### WRITTEN INSTRUCTION
Update the listing below by replacing every "put a marker on" with "place a point on" and leaving everything else as it is. Leave the pictures out of your reply.
☆ ☆ ☆ ☆ ☆ ☆ ☆
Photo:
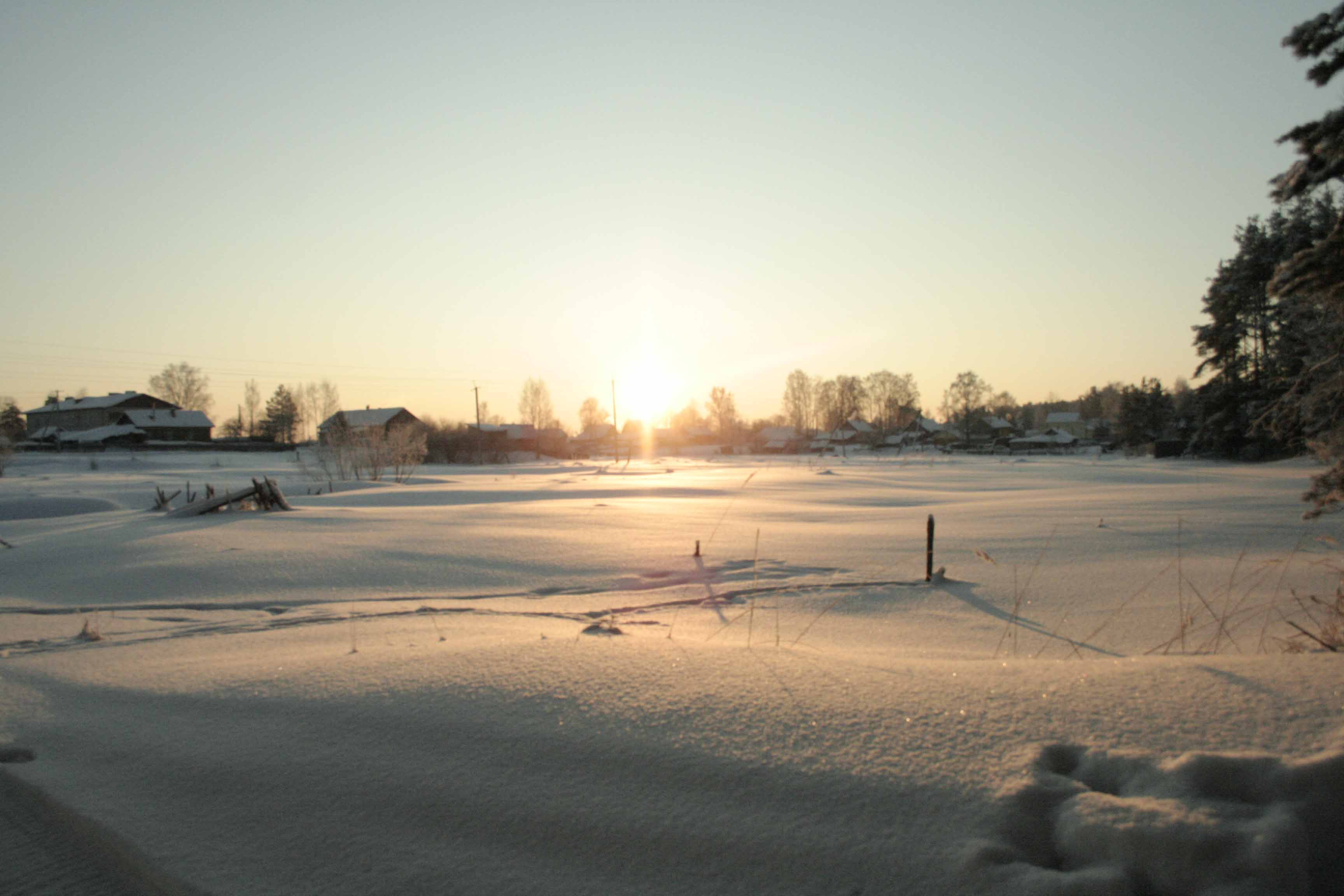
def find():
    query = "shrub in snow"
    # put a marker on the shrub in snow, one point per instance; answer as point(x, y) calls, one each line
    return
point(1090, 821)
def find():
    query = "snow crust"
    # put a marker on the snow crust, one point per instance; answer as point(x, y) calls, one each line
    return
point(389, 690)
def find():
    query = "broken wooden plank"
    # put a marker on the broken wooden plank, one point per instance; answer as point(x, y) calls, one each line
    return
point(276, 495)
point(206, 506)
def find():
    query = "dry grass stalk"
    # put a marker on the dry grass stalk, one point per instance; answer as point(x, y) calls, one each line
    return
point(1277, 588)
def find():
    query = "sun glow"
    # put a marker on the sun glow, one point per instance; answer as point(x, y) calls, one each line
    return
point(648, 396)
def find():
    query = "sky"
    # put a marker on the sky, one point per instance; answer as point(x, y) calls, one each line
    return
point(413, 198)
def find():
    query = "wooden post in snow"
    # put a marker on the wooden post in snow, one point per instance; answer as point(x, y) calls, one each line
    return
point(929, 553)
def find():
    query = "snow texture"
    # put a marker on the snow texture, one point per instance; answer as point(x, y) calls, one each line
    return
point(390, 690)
point(1097, 821)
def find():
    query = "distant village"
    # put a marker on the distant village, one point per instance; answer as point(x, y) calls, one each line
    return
point(138, 420)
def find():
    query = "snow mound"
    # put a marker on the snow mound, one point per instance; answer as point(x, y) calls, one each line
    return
point(42, 508)
point(1097, 822)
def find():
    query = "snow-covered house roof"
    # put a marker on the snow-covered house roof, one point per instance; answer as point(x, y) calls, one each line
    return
point(924, 424)
point(1049, 437)
point(111, 399)
point(366, 418)
point(596, 433)
point(101, 434)
point(159, 417)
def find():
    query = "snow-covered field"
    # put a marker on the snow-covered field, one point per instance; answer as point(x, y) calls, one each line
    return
point(392, 691)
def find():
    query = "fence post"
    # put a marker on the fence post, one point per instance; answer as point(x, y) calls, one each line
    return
point(929, 553)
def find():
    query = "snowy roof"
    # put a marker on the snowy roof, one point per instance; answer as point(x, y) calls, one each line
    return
point(162, 417)
point(111, 399)
point(595, 433)
point(369, 417)
point(1050, 437)
point(101, 434)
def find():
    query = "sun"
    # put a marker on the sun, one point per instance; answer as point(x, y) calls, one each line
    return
point(647, 394)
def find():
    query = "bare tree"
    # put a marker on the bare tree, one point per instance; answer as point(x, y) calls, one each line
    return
point(11, 420)
point(330, 399)
point(534, 405)
point(964, 399)
point(406, 446)
point(252, 404)
point(1004, 406)
point(185, 386)
point(722, 409)
point(799, 401)
point(592, 414)
point(827, 404)
point(851, 397)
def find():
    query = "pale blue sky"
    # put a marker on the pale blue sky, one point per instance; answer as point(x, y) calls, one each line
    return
point(405, 197)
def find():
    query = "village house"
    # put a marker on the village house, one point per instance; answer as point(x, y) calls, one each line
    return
point(1052, 440)
point(117, 418)
point(371, 418)
point(1069, 422)
point(987, 429)
point(525, 437)
point(777, 440)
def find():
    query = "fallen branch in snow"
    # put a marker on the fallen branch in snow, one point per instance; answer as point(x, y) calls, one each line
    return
point(265, 494)
point(164, 502)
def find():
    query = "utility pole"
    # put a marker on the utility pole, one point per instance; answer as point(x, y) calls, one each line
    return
point(479, 434)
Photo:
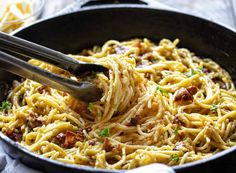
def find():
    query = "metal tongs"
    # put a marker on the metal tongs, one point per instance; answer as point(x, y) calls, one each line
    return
☆ ☆ ☆ ☆ ☆ ☆ ☆
### SOLUTION FOR THIS PROBLEM
Photo:
def find():
    query = "shrub in snow"
    # place a point on the shrub in snow, one point per instance; answer as point(x, y) calls, one each line
    return
point(1090, 821)
def find():
    query = "snow crust"
    # place a point on the snow crust, one point per instance; answer as point(x, y) calls, one each line
    return
point(389, 690)
def find():
    query = "broken wooden plank"
    # place a point on the broken wooden plank, one point per instance; answer as point(x, y) calls, one each line
    return
point(276, 495)
point(206, 506)
def find():
    query = "dry grass stalk"
    # place a point on the dry grass stalk, one point per instance; answer as point(x, y) calls, one each line
    return
point(1277, 588)
def find():
    query = "sun glow"
    # place a point on the sun glow, one point per instance; answer as point(x, y) calls, one each line
    return
point(648, 396)
def find():
    query = "sky"
    # place a point on the sky, one point per instance; answer as point(x, y) calls, one each line
    return
point(413, 198)
def find():
    query = "wooden post in snow"
    # place a point on the wooden post in snow, one point per instance; answer as point(x, y) calls, one each line
    return
point(929, 553)
def find():
    query = "snow texture"
    # place a point on the snow texture, one point per instance; answer as point(x, y) calls, one each line
    return
point(390, 690)
point(1097, 821)
def find():
    query = "distant village"
    # place a point on the distant village, one point per instance; answer as point(x, y) calls, one each line
    return
point(138, 420)
def find():
    query = "snow mound"
    # place a point on the snow mound, one point per instance; answer as point(x, y) calls, one each line
    return
point(42, 508)
point(1097, 822)
def find():
    query = "snow-covered house roof"
    # place a point on the snow-covered house roof, one point per instance; answer as point(x, y) calls, one each line
    return
point(924, 424)
point(1049, 437)
point(111, 399)
point(366, 418)
point(596, 433)
point(101, 434)
point(159, 417)
def find():
    query = "snow-covered field"
    # place a point on the snow-covered field, one point per instance; answer as point(x, y) calls, one each line
    return
point(392, 691)
def find():
    query = "fence post"
    # place a point on the fence post, one point per instance; answer as point(x, y) calls, one each line
    return
point(929, 553)
def find():
    query = "snowy roof"
    # place a point on the snowy roof, one point per instance; answer as point(x, y) calls, one each line
    return
point(162, 417)
point(111, 399)
point(595, 433)
point(369, 417)
point(1050, 437)
point(101, 434)
def find():
    query = "sun"
    # place a point on the sun, one point per instance; answer as point(x, y) calls, one each line
    return
point(647, 394)
def find():
    query = "bare tree"
    # place a point on the bare tree, one point per instance; answer as point(x, y) calls, one each line
    return
point(11, 420)
point(330, 399)
point(534, 405)
point(964, 399)
point(406, 446)
point(252, 404)
point(1004, 406)
point(185, 386)
point(722, 409)
point(799, 401)
point(592, 414)
point(827, 404)
point(851, 397)
def find():
    query = "pale blue sky"
    # place a point on the pale blue sky, one point per instance; answer as point(x, y) calls, one each line
    return
point(405, 197)
def find():
    query = "village house"
    # place a point on the village house, one point per instance; answer as point(x, y) calls, one each line
    return
point(1052, 440)
point(117, 418)
point(371, 418)
point(1069, 422)
point(987, 429)
point(525, 437)
point(777, 440)
def find():
    query = "fallen branch in snow"
    # place a point on the fallen branch in snow, one point per instance; answer as point(x, y) calls, one each line
    return
point(265, 494)
point(164, 502)
def find():
    query = "utility pole"
    # place a point on the utility pole, one point per instance; answer as point(x, y) calls, one each line
    return
point(479, 434)
Photo:
def find():
    query = "metal tongs"
    # place a point on the metal tongs, one point per instance; answer as point(x, y) calls, one each line
    return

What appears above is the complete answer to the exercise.